This exercise asks for every record to be output again exactly.

======== RECORDS TO USE ========

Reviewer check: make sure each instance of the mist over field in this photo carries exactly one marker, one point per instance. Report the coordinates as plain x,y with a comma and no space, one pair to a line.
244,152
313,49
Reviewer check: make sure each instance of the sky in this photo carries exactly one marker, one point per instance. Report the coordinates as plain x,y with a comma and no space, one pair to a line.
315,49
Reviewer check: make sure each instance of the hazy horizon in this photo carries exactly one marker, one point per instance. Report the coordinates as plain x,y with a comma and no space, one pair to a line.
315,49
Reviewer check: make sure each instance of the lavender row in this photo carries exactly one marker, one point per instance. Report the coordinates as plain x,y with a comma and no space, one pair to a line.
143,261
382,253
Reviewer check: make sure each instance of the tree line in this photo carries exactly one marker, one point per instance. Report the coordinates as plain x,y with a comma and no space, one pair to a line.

========

### WRITTEN REPLY
Reviewer check: make sure each instance of the mist over field in this photo carries exactly one marker, one point per instance. Report the coordinates as plain x,y with a comma and no space, one pair to a line.
244,152
313,49
Reviewer check: make sure each instance of the sky in this photo carries exactly one marker, one point per instance. Report the coordinates as plain x,y with a comma and no space, one pair to a line.
315,49
Reviewer check: make sure each instance of the hazy horizon in this photo carries exactly one marker, one point per instance. Report the coordinates as plain x,y with a comma and no space, one pair to a line.
315,49
Reviewer check: make sure each instance of the lavender row in this photo carries exactly one marker, one point per instance. Report the coordinates as plain x,y with a comma and no space, one pair to a line.
143,261
382,253
Reviewer check: make sure each instance of the tree line in this photo carries exactly one marker, one point per instance. Report the coordinates as plain x,y with a comma and no space, one pair to a line.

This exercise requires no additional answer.